# DATA PROVIDED:
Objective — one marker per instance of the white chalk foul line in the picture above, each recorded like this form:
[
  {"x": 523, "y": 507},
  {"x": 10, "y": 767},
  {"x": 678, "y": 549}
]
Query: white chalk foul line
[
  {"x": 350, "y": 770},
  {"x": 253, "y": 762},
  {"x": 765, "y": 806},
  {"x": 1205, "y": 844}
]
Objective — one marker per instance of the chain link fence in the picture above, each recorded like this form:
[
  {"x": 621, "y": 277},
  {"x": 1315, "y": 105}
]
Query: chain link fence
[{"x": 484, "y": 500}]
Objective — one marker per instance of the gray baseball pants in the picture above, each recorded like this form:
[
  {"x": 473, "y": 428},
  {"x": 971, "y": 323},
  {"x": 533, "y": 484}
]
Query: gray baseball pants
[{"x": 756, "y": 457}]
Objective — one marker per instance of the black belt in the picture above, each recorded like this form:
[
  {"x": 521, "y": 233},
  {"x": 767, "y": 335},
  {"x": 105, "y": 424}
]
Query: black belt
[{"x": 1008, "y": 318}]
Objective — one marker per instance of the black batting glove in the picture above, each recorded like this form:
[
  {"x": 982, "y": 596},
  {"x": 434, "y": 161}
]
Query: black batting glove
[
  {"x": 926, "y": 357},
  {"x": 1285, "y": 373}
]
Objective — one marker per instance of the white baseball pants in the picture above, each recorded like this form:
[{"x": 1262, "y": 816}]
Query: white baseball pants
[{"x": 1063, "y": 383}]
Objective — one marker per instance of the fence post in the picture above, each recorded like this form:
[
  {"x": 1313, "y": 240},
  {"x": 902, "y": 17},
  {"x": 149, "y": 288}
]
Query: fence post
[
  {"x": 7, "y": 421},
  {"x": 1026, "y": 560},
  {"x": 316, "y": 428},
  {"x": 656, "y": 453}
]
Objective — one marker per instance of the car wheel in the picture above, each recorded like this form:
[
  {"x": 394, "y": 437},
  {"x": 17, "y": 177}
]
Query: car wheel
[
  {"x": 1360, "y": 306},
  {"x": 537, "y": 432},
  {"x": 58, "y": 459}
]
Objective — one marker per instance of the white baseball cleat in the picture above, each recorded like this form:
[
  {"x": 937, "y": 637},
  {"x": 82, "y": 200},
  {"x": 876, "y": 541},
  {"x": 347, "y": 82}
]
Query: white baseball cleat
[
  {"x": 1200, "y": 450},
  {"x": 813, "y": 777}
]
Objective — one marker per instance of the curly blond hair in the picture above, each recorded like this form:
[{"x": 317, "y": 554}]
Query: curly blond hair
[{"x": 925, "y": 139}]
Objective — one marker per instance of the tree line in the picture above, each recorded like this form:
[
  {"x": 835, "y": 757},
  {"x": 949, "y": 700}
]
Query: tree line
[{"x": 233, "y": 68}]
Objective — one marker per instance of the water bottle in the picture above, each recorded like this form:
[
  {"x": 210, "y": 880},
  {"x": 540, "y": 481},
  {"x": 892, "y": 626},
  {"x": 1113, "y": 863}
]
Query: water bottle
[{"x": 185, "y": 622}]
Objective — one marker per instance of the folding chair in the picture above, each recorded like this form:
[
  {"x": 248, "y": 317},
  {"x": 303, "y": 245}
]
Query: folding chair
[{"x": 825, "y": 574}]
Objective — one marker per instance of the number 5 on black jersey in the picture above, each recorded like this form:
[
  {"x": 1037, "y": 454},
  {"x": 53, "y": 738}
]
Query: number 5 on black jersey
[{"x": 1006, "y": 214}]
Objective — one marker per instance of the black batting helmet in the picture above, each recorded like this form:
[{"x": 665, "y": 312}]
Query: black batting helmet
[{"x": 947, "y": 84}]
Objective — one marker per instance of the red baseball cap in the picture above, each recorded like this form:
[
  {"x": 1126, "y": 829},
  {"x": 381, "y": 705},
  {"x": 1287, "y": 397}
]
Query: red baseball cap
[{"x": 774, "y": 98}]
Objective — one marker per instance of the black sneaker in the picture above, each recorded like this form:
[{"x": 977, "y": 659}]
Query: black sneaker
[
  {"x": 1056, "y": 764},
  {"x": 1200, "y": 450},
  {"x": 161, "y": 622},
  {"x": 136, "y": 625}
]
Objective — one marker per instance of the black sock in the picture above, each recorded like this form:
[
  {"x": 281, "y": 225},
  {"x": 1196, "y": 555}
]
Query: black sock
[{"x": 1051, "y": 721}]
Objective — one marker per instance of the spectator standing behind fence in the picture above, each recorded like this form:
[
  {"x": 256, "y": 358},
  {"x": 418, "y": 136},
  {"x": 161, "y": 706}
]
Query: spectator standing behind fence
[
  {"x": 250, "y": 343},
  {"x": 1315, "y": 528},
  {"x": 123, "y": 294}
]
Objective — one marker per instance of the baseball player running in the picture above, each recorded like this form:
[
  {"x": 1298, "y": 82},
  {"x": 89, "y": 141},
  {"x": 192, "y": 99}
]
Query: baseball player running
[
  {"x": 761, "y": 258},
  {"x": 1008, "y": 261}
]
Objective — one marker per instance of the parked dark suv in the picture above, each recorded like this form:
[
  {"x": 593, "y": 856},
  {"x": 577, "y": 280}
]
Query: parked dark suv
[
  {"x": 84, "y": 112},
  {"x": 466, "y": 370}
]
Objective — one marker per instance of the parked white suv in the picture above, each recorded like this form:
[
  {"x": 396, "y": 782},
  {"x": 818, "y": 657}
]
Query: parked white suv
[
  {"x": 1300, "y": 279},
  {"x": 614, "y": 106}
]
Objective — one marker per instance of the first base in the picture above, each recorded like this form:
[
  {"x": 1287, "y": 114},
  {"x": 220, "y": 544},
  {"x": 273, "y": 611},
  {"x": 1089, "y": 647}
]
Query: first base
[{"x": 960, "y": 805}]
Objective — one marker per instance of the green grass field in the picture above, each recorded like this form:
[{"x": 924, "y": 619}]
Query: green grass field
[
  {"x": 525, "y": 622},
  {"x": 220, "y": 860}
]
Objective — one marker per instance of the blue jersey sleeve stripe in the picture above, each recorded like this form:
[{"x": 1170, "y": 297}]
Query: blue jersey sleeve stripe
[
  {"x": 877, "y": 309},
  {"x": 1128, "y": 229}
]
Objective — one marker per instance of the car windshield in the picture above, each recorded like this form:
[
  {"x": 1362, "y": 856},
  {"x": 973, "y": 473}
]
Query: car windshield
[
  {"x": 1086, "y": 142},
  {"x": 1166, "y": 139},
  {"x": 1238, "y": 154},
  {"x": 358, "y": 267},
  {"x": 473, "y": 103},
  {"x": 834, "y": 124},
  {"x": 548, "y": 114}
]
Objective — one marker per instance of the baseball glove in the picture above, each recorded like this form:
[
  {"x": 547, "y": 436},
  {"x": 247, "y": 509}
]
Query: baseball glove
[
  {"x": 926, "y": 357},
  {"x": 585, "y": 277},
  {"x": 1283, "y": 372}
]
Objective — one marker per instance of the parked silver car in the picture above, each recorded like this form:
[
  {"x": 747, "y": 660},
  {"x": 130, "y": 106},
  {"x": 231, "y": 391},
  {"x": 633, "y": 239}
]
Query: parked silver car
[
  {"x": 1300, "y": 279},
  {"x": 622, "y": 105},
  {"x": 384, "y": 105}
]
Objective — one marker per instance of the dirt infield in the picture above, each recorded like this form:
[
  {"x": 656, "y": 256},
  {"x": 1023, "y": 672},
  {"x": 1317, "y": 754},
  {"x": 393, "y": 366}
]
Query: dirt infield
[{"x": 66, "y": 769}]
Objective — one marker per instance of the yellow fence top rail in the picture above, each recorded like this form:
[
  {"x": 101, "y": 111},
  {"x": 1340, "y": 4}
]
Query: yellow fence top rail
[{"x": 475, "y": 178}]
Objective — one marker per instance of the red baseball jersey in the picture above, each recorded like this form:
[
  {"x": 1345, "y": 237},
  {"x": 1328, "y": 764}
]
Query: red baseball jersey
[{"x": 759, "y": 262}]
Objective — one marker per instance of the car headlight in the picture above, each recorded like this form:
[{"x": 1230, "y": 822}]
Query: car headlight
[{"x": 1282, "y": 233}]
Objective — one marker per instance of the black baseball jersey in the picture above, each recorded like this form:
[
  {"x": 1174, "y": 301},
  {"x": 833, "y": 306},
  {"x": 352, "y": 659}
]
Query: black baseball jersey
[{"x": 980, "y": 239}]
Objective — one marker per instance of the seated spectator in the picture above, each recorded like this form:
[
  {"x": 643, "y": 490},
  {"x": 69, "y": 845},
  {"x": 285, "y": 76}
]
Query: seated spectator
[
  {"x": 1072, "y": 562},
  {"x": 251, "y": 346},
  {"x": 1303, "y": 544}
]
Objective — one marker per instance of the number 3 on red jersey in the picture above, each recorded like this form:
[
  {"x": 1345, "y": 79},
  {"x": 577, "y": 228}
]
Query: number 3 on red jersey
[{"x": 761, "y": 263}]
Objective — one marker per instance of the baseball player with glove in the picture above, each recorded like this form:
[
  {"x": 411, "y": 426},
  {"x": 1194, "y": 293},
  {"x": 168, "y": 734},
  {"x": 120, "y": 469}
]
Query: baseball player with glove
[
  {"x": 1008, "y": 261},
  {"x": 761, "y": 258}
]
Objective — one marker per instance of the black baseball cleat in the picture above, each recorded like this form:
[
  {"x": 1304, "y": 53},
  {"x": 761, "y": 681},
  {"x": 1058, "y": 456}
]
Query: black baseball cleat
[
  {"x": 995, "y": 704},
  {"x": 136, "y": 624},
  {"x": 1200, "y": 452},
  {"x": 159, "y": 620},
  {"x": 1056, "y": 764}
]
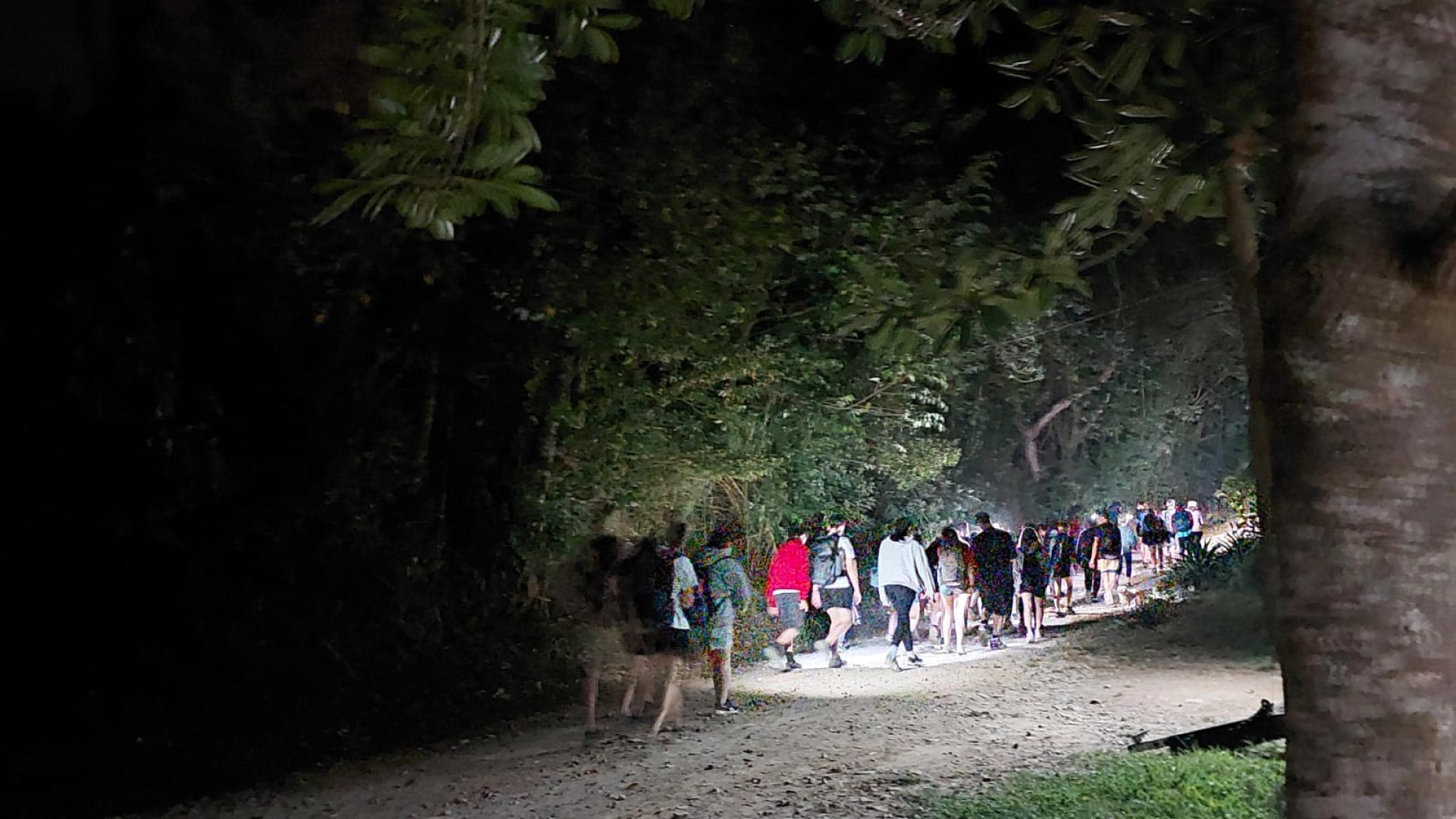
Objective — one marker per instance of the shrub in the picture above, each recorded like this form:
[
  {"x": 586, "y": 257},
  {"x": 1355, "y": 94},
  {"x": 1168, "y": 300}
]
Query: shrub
[{"x": 1207, "y": 784}]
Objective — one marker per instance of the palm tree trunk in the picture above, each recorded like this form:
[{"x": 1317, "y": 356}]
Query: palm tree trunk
[{"x": 1359, "y": 308}]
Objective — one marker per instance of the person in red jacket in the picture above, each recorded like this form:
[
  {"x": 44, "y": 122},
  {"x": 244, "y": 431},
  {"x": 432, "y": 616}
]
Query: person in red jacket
[{"x": 788, "y": 594}]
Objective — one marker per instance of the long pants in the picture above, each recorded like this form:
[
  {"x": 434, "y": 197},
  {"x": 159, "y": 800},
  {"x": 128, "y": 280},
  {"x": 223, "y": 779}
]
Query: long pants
[{"x": 902, "y": 598}]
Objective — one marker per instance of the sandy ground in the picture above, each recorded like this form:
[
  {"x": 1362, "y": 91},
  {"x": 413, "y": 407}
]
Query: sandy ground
[{"x": 819, "y": 742}]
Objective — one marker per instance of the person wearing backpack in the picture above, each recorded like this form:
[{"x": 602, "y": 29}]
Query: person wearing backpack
[
  {"x": 1196, "y": 534},
  {"x": 1109, "y": 556},
  {"x": 905, "y": 579},
  {"x": 1156, "y": 537},
  {"x": 1183, "y": 529},
  {"x": 728, "y": 591},
  {"x": 788, "y": 595},
  {"x": 835, "y": 586}
]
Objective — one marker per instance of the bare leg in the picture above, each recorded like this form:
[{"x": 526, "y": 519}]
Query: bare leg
[
  {"x": 588, "y": 689},
  {"x": 839, "y": 623},
  {"x": 637, "y": 678},
  {"x": 963, "y": 604},
  {"x": 723, "y": 675},
  {"x": 1110, "y": 588},
  {"x": 672, "y": 695}
]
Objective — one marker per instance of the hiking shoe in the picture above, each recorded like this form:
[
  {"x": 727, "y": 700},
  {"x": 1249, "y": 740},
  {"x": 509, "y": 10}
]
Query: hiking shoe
[{"x": 775, "y": 654}]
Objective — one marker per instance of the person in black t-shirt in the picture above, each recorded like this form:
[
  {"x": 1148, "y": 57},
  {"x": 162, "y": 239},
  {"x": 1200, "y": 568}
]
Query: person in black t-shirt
[
  {"x": 1087, "y": 558},
  {"x": 1062, "y": 556},
  {"x": 993, "y": 551}
]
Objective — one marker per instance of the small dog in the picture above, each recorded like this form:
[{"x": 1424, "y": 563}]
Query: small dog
[{"x": 1131, "y": 598}]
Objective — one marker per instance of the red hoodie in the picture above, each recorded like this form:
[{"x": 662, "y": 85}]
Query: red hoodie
[{"x": 789, "y": 569}]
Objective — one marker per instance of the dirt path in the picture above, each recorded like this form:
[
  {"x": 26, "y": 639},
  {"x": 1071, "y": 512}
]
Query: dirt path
[{"x": 813, "y": 744}]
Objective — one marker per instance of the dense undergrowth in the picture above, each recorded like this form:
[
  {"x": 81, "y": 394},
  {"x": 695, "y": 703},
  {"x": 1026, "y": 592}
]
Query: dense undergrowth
[{"x": 1204, "y": 784}]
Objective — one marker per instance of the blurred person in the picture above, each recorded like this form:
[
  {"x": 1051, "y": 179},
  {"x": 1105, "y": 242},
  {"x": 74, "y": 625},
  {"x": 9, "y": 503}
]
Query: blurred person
[
  {"x": 905, "y": 577},
  {"x": 728, "y": 591},
  {"x": 603, "y": 613},
  {"x": 674, "y": 637},
  {"x": 786, "y": 591}
]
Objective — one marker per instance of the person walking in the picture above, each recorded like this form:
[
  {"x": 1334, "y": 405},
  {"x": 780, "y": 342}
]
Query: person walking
[
  {"x": 728, "y": 591},
  {"x": 993, "y": 553},
  {"x": 1196, "y": 534},
  {"x": 786, "y": 591},
  {"x": 1109, "y": 557},
  {"x": 1183, "y": 531},
  {"x": 1155, "y": 538},
  {"x": 1128, "y": 534},
  {"x": 954, "y": 554},
  {"x": 603, "y": 614},
  {"x": 1087, "y": 558},
  {"x": 905, "y": 577},
  {"x": 1034, "y": 576},
  {"x": 835, "y": 580}
]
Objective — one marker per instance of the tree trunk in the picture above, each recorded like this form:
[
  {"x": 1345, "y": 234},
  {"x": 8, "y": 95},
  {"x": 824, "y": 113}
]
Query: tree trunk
[{"x": 1359, "y": 308}]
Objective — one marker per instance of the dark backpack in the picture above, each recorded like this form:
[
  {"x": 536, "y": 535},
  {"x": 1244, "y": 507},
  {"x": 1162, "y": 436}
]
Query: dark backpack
[
  {"x": 702, "y": 607},
  {"x": 651, "y": 577},
  {"x": 1183, "y": 522},
  {"x": 826, "y": 560}
]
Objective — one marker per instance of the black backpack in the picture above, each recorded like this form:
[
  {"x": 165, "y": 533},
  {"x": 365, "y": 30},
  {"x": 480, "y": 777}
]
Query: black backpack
[
  {"x": 1183, "y": 522},
  {"x": 651, "y": 579},
  {"x": 826, "y": 560}
]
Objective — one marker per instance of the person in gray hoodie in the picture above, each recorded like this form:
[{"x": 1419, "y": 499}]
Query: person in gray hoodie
[{"x": 905, "y": 579}]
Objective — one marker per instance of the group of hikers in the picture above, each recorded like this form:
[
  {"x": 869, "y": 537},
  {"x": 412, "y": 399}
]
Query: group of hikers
[{"x": 661, "y": 607}]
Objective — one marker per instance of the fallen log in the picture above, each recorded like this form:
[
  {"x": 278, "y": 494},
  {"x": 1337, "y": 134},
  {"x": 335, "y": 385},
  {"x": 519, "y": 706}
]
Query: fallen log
[{"x": 1263, "y": 726}]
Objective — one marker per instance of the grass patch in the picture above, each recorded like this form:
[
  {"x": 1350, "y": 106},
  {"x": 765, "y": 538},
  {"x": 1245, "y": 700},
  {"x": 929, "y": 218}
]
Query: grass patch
[{"x": 1206, "y": 784}]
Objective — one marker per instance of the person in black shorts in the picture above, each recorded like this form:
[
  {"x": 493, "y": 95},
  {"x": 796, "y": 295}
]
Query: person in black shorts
[
  {"x": 993, "y": 553},
  {"x": 1033, "y": 580},
  {"x": 1060, "y": 556},
  {"x": 839, "y": 596}
]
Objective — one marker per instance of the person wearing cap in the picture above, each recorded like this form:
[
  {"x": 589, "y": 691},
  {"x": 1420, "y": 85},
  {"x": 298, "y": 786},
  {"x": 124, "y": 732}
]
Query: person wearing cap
[{"x": 1196, "y": 535}]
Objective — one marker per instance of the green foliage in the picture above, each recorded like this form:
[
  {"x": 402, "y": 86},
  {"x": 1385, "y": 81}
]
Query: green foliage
[
  {"x": 1213, "y": 567},
  {"x": 449, "y": 129},
  {"x": 1159, "y": 89},
  {"x": 1204, "y": 784},
  {"x": 1241, "y": 502}
]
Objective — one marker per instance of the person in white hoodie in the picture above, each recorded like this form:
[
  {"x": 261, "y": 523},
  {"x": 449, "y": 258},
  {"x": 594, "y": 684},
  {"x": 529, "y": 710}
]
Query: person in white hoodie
[{"x": 905, "y": 579}]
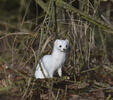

# AIM:
Collect every line of the records above that contains the word "palm" and copy each one. Case counts.

# SOLUTION:
Objective — one marker per instance of the palm tree trunk in the picture above, each recorded like this form:
Query: palm tree trunk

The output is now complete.